- GIVEN TASK -
List each line of the material below that contains the word "wall", copying every such line in full.

--- Begin ---

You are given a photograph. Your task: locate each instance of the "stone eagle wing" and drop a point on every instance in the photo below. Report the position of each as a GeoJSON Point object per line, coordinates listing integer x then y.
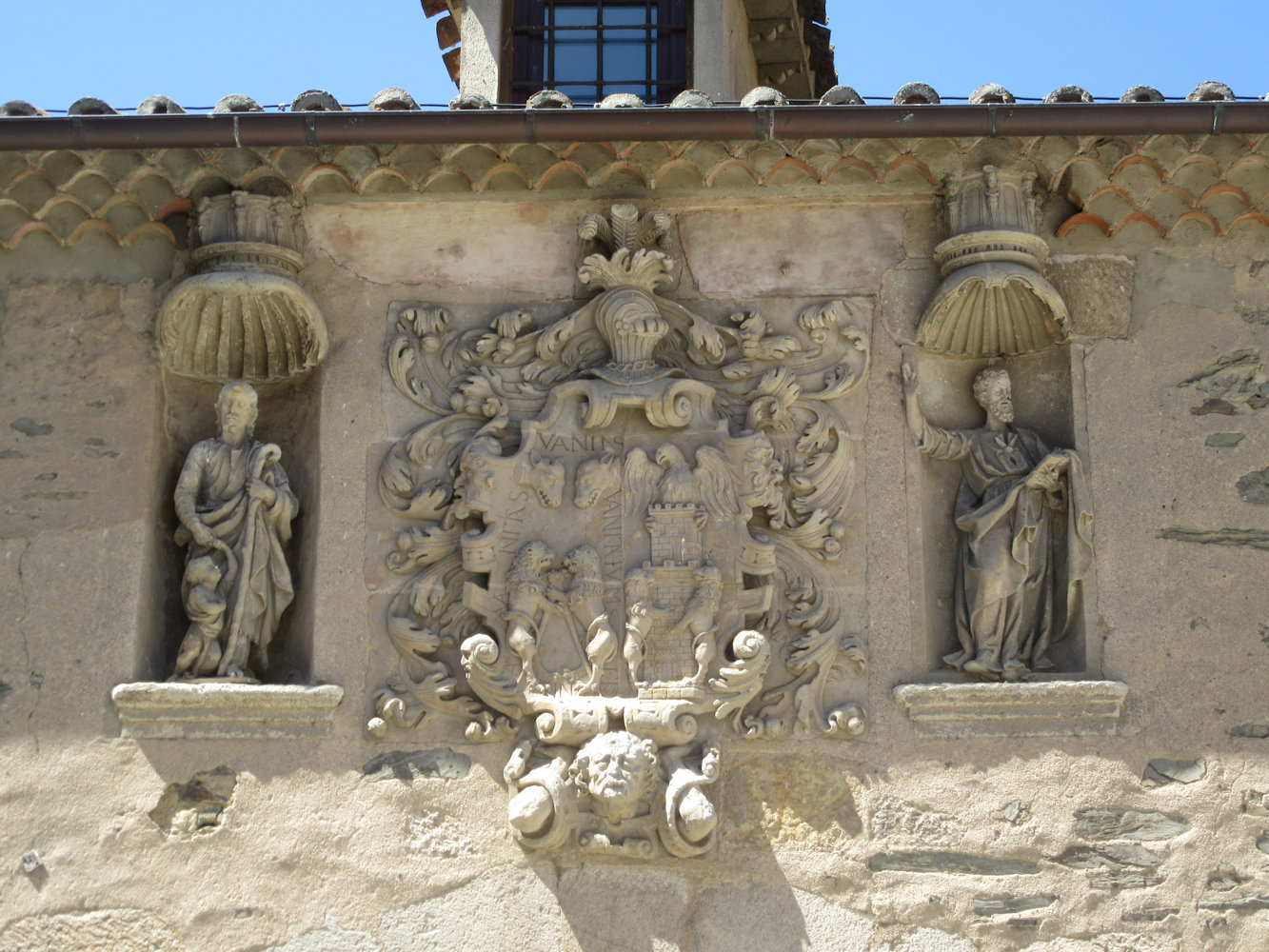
{"type": "Point", "coordinates": [715, 484]}
{"type": "Point", "coordinates": [640, 479]}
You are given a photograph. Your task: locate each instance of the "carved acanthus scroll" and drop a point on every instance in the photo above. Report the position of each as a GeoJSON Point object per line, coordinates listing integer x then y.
{"type": "Point", "coordinates": [621, 529]}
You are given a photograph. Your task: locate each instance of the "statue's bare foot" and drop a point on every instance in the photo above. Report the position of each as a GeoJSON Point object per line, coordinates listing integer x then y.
{"type": "Point", "coordinates": [982, 666]}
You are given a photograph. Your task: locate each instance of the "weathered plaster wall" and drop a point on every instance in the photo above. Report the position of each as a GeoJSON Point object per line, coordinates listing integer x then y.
{"type": "Point", "coordinates": [892, 842]}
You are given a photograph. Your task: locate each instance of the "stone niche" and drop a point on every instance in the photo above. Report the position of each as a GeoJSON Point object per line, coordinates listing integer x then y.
{"type": "Point", "coordinates": [1002, 548]}
{"type": "Point", "coordinates": [239, 315]}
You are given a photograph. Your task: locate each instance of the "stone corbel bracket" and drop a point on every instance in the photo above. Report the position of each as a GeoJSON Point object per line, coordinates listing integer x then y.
{"type": "Point", "coordinates": [1025, 708]}
{"type": "Point", "coordinates": [993, 301]}
{"type": "Point", "coordinates": [243, 315]}
{"type": "Point", "coordinates": [183, 710]}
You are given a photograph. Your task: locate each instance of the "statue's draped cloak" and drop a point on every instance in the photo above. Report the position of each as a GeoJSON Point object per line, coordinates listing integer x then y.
{"type": "Point", "coordinates": [1009, 567]}
{"type": "Point", "coordinates": [212, 487]}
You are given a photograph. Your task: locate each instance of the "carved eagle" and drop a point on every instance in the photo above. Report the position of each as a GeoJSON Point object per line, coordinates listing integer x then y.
{"type": "Point", "coordinates": [673, 482]}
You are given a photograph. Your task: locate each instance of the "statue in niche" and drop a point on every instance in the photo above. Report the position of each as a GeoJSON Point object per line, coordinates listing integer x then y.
{"type": "Point", "coordinates": [235, 509]}
{"type": "Point", "coordinates": [1009, 608]}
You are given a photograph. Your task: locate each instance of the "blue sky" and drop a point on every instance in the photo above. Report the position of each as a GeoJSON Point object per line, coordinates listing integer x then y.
{"type": "Point", "coordinates": [197, 53]}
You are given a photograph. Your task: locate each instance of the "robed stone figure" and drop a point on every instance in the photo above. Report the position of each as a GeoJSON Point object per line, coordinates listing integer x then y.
{"type": "Point", "coordinates": [235, 509]}
{"type": "Point", "coordinates": [1013, 555]}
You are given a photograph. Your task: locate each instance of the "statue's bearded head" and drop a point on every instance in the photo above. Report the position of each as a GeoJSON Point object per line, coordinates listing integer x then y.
{"type": "Point", "coordinates": [236, 409]}
{"type": "Point", "coordinates": [994, 392]}
{"type": "Point", "coordinates": [617, 769]}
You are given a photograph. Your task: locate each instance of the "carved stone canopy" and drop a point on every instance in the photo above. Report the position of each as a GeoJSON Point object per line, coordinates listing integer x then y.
{"type": "Point", "coordinates": [243, 315]}
{"type": "Point", "coordinates": [993, 301]}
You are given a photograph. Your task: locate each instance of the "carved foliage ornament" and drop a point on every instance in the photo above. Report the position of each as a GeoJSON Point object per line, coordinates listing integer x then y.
{"type": "Point", "coordinates": [618, 528]}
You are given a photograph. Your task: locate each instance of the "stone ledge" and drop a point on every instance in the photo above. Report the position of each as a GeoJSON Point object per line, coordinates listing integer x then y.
{"type": "Point", "coordinates": [225, 710]}
{"type": "Point", "coordinates": [1027, 708]}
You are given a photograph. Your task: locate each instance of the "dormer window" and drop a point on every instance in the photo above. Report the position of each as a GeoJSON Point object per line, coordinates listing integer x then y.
{"type": "Point", "coordinates": [591, 50]}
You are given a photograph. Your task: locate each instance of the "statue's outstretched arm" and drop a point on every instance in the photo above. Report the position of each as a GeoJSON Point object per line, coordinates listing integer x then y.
{"type": "Point", "coordinates": [932, 441]}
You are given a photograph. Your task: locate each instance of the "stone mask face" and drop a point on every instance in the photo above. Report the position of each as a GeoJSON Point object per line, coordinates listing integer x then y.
{"type": "Point", "coordinates": [618, 775]}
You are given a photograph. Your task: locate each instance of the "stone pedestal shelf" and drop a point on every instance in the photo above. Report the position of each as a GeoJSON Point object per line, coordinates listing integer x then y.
{"type": "Point", "coordinates": [1033, 708]}
{"type": "Point", "coordinates": [175, 710]}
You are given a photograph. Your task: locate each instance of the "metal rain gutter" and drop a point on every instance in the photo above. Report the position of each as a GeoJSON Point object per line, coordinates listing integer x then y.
{"type": "Point", "coordinates": [792, 122]}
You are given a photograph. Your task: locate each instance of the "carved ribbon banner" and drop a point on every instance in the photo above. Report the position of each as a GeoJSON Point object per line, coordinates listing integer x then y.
{"type": "Point", "coordinates": [618, 528]}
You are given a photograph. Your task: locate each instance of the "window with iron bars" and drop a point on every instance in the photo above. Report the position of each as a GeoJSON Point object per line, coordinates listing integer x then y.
{"type": "Point", "coordinates": [591, 50]}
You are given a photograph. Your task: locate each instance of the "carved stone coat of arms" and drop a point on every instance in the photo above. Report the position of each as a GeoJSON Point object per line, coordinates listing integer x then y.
{"type": "Point", "coordinates": [622, 533]}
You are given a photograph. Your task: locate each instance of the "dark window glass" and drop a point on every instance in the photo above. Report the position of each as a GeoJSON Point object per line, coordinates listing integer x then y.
{"type": "Point", "coordinates": [591, 50]}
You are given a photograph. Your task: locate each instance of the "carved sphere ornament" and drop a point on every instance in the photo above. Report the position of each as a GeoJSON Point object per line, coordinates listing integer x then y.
{"type": "Point", "coordinates": [620, 540]}
{"type": "Point", "coordinates": [243, 315]}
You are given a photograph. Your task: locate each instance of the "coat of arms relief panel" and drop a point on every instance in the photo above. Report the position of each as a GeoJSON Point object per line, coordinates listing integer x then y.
{"type": "Point", "coordinates": [624, 533]}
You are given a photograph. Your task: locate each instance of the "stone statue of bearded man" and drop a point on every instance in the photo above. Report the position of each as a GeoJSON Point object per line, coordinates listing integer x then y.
{"type": "Point", "coordinates": [1020, 578]}
{"type": "Point", "coordinates": [235, 509]}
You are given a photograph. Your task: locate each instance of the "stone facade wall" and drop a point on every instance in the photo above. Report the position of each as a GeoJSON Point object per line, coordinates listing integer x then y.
{"type": "Point", "coordinates": [1150, 836]}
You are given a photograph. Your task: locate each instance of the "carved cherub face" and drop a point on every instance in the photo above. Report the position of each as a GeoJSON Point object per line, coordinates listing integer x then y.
{"type": "Point", "coordinates": [617, 769]}
{"type": "Point", "coordinates": [236, 409]}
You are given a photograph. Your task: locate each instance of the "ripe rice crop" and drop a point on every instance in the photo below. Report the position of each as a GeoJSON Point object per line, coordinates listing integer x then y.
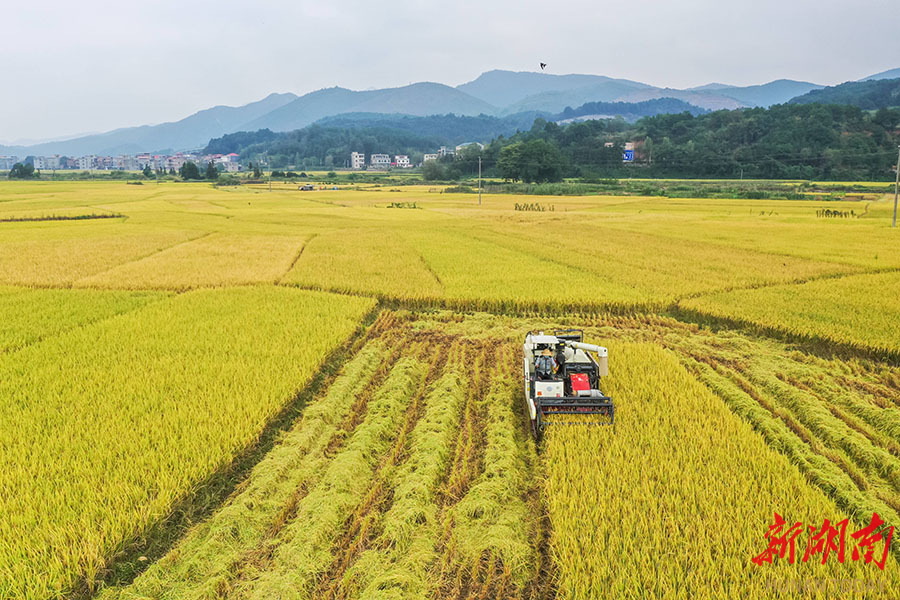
{"type": "Point", "coordinates": [58, 253]}
{"type": "Point", "coordinates": [217, 259]}
{"type": "Point", "coordinates": [119, 420]}
{"type": "Point", "coordinates": [305, 544]}
{"type": "Point", "coordinates": [412, 473]}
{"type": "Point", "coordinates": [30, 315]}
{"type": "Point", "coordinates": [675, 501]}
{"type": "Point", "coordinates": [210, 556]}
{"type": "Point", "coordinates": [406, 550]}
{"type": "Point", "coordinates": [859, 310]}
{"type": "Point", "coordinates": [369, 261]}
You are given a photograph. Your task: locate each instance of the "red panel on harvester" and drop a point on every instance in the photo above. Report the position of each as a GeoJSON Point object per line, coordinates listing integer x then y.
{"type": "Point", "coordinates": [579, 382]}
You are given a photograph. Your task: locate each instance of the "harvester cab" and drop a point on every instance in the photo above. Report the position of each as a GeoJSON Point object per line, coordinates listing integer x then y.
{"type": "Point", "coordinates": [562, 377]}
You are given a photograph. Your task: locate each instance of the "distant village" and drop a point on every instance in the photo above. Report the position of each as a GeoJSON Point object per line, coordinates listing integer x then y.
{"type": "Point", "coordinates": [137, 162]}
{"type": "Point", "coordinates": [401, 161]}
{"type": "Point", "coordinates": [228, 163]}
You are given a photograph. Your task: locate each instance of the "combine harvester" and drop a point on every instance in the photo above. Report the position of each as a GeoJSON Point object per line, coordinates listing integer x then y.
{"type": "Point", "coordinates": [562, 377]}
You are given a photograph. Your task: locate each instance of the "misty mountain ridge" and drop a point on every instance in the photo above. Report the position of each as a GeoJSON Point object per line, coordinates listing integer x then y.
{"type": "Point", "coordinates": [495, 93]}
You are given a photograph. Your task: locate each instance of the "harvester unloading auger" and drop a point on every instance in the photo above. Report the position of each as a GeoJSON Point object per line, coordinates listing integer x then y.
{"type": "Point", "coordinates": [562, 377]}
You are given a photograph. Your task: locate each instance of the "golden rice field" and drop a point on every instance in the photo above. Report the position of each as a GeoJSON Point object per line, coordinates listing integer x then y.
{"type": "Point", "coordinates": [238, 393]}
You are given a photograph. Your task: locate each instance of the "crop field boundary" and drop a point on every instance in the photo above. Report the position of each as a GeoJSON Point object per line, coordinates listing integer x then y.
{"type": "Point", "coordinates": [210, 494]}
{"type": "Point", "coordinates": [87, 323]}
{"type": "Point", "coordinates": [811, 344]}
{"type": "Point", "coordinates": [296, 257]}
{"type": "Point", "coordinates": [822, 347]}
{"type": "Point", "coordinates": [134, 260]}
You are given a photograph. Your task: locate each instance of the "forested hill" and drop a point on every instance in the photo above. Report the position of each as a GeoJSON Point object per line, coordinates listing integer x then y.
{"type": "Point", "coordinates": [870, 94]}
{"type": "Point", "coordinates": [379, 132]}
{"type": "Point", "coordinates": [630, 111]}
{"type": "Point", "coordinates": [788, 141]}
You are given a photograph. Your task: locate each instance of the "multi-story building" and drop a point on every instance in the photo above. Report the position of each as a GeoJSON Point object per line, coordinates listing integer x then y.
{"type": "Point", "coordinates": [467, 144]}
{"type": "Point", "coordinates": [380, 161]}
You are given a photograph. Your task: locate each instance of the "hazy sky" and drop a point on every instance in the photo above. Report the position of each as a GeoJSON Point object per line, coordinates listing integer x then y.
{"type": "Point", "coordinates": [83, 66]}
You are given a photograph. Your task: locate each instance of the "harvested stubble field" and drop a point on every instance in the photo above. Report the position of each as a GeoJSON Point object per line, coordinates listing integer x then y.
{"type": "Point", "coordinates": [190, 424]}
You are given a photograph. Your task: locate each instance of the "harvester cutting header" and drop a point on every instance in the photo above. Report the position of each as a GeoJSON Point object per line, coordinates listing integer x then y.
{"type": "Point", "coordinates": [562, 377]}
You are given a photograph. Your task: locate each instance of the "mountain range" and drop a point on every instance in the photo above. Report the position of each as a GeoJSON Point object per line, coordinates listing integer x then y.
{"type": "Point", "coordinates": [497, 93]}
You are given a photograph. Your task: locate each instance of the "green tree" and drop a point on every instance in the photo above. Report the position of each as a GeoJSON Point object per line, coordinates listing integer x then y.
{"type": "Point", "coordinates": [22, 171]}
{"type": "Point", "coordinates": [432, 170]}
{"type": "Point", "coordinates": [189, 171]}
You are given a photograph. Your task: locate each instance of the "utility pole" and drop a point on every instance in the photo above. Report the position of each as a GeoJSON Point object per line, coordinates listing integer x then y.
{"type": "Point", "coordinates": [479, 185]}
{"type": "Point", "coordinates": [896, 187]}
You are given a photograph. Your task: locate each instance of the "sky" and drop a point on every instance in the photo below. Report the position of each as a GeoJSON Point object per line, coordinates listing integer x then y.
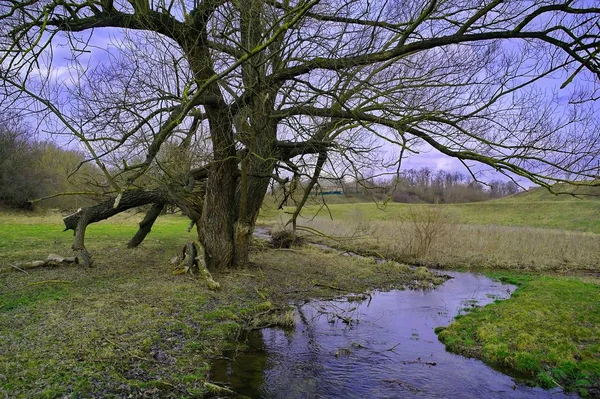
{"type": "Point", "coordinates": [62, 69]}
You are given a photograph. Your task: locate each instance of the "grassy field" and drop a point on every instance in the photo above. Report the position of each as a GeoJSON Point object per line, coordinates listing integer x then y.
{"type": "Point", "coordinates": [549, 331]}
{"type": "Point", "coordinates": [529, 231]}
{"type": "Point", "coordinates": [128, 327]}
{"type": "Point", "coordinates": [565, 214]}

--- End ---

- TASK SOLUTION -
You are given a photograph. Your task: locate each instance of the "weathered plaster wall" and drop a point on every instance in the photo above. Report the position of each as a GeoJSON Point object per line, coordinates listing integer x then y.
You are given a photograph. Your task: locate each instance of the "stone facade wall" and drop a point on every instance in the photo above. Report the position of each as a GeoJSON Point object per line, coordinates listing integer x then y.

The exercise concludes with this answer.